- YOUR OBJECTIVE
Extract each line in the entries below that contains the string "purple", and reproduce every such line in full.

[Items for identifying locations]

━━━━━━

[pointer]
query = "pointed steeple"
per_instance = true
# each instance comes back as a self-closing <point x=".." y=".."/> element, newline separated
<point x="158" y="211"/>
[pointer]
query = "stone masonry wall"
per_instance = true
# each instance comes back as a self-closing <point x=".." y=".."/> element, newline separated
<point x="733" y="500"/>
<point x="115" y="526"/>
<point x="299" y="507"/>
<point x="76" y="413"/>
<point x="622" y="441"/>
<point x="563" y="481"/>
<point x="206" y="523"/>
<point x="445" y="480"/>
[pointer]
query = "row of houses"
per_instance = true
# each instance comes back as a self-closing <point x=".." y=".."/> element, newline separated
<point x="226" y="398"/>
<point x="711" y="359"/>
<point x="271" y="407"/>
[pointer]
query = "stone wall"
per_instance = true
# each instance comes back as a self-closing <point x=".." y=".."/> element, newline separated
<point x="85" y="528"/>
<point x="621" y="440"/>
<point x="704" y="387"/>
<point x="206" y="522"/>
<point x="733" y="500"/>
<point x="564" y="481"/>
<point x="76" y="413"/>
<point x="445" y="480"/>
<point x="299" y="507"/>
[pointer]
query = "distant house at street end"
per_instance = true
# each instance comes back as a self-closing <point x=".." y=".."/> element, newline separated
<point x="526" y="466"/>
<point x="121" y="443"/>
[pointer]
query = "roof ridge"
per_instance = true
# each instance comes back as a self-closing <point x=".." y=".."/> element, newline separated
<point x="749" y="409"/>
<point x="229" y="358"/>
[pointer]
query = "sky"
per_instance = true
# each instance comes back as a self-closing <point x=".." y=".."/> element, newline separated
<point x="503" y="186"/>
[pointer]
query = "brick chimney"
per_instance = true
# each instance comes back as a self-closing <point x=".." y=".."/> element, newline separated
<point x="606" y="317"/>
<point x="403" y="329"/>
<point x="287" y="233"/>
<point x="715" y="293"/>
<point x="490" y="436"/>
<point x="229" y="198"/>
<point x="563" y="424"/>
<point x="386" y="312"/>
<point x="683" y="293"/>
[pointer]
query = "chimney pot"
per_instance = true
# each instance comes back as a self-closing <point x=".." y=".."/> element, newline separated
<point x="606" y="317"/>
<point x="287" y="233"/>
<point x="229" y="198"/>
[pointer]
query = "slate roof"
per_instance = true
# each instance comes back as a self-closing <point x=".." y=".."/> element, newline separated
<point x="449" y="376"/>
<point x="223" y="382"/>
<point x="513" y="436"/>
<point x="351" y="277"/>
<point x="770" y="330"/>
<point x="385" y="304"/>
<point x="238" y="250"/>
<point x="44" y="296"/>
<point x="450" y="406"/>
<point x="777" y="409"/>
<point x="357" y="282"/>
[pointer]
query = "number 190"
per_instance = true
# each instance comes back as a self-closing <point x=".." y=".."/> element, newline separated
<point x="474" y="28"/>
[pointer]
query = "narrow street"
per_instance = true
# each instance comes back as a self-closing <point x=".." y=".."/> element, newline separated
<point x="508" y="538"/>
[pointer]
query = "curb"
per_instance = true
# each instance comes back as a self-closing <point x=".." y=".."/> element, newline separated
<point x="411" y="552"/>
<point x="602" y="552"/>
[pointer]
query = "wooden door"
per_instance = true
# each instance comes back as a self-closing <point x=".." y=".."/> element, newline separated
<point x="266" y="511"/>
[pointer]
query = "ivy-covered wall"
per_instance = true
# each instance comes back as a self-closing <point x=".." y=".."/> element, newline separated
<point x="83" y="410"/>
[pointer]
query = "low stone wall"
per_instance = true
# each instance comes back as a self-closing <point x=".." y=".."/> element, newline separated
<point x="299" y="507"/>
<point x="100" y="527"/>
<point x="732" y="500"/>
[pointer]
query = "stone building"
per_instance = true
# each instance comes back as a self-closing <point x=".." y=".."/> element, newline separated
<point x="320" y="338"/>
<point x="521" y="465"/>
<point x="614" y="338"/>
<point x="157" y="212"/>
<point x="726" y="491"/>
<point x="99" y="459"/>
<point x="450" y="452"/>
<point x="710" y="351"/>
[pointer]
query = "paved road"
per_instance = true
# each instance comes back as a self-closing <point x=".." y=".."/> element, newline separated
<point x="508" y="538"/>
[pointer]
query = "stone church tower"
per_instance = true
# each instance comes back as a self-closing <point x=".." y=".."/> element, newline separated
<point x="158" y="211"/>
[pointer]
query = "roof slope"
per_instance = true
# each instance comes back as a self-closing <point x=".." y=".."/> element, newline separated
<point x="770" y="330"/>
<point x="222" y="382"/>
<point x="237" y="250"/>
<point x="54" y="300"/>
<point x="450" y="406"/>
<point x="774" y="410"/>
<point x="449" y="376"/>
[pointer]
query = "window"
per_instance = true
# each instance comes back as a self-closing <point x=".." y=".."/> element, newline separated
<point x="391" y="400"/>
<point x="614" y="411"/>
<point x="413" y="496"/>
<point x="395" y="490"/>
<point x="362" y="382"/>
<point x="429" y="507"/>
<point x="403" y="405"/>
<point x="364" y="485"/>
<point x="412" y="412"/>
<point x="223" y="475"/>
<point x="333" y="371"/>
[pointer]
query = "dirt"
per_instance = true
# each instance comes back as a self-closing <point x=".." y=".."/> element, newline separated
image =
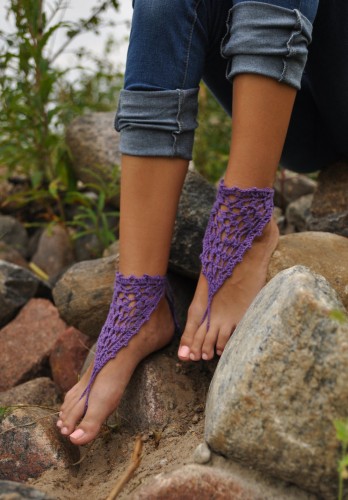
<point x="109" y="456"/>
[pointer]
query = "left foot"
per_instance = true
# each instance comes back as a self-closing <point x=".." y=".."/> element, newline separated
<point x="229" y="303"/>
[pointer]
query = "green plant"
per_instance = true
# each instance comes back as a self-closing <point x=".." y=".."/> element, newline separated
<point x="342" y="435"/>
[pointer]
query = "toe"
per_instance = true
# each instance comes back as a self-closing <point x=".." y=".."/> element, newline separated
<point x="191" y="328"/>
<point x="209" y="343"/>
<point x="196" y="347"/>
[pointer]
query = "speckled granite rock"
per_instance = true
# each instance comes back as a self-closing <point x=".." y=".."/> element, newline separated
<point x="329" y="211"/>
<point x="10" y="490"/>
<point x="280" y="383"/>
<point x="195" y="204"/>
<point x="298" y="212"/>
<point x="323" y="253"/>
<point x="26" y="451"/>
<point x="17" y="286"/>
<point x="94" y="145"/>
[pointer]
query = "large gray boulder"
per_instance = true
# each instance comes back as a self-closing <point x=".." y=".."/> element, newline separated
<point x="281" y="383"/>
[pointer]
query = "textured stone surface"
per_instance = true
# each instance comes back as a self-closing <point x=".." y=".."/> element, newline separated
<point x="84" y="292"/>
<point x="12" y="255"/>
<point x="26" y="451"/>
<point x="323" y="253"/>
<point x="290" y="186"/>
<point x="94" y="145"/>
<point x="329" y="210"/>
<point x="161" y="393"/>
<point x="298" y="212"/>
<point x="68" y="356"/>
<point x="14" y="234"/>
<point x="39" y="391"/>
<point x="10" y="490"/>
<point x="195" y="204"/>
<point x="54" y="252"/>
<point x="17" y="286"/>
<point x="206" y="483"/>
<point x="29" y="338"/>
<point x="281" y="382"/>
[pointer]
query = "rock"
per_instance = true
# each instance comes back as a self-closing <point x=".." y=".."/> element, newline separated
<point x="290" y="186"/>
<point x="84" y="293"/>
<point x="10" y="490"/>
<point x="149" y="403"/>
<point x="323" y="253"/>
<point x="14" y="234"/>
<point x="195" y="204"/>
<point x="17" y="286"/>
<point x="39" y="391"/>
<point x="281" y="382"/>
<point x="329" y="211"/>
<point x="205" y="483"/>
<point x="298" y="212"/>
<point x="54" y="253"/>
<point x="94" y="145"/>
<point x="28" y="339"/>
<point x="26" y="451"/>
<point x="202" y="454"/>
<point x="10" y="254"/>
<point x="67" y="358"/>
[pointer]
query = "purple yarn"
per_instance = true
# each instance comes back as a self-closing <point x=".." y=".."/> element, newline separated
<point x="238" y="216"/>
<point x="133" y="302"/>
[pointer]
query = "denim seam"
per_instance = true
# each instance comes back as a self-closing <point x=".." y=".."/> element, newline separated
<point x="299" y="27"/>
<point x="190" y="43"/>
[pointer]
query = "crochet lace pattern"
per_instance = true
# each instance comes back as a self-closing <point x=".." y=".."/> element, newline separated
<point x="238" y="216"/>
<point x="133" y="302"/>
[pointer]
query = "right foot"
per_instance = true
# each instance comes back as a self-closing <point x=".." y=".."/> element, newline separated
<point x="112" y="380"/>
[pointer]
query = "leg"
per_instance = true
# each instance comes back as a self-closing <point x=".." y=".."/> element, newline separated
<point x="262" y="108"/>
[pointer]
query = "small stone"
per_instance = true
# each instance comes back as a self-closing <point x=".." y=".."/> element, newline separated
<point x="39" y="391"/>
<point x="29" y="339"/>
<point x="14" y="234"/>
<point x="28" y="451"/>
<point x="55" y="252"/>
<point x="68" y="356"/>
<point x="202" y="454"/>
<point x="11" y="490"/>
<point x="17" y="286"/>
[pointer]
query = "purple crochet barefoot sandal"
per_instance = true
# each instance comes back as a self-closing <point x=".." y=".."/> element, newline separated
<point x="238" y="216"/>
<point x="133" y="302"/>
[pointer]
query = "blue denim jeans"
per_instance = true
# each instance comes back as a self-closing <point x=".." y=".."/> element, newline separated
<point x="176" y="43"/>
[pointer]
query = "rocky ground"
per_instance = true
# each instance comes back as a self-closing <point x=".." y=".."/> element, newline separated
<point x="258" y="424"/>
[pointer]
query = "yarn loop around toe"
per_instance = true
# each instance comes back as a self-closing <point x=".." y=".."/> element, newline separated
<point x="238" y="216"/>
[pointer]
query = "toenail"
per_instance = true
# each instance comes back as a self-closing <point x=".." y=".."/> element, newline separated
<point x="184" y="351"/>
<point x="77" y="434"/>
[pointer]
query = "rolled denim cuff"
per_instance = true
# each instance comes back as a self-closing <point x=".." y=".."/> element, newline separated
<point x="267" y="40"/>
<point x="157" y="123"/>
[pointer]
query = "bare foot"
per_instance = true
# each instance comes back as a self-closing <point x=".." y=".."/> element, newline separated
<point x="111" y="381"/>
<point x="229" y="303"/>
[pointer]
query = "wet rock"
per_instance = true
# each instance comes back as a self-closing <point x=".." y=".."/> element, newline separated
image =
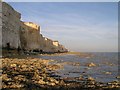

━━━━━━

- RESULT
query = "purple yarn"
query = "purple crochet barefoot sandal"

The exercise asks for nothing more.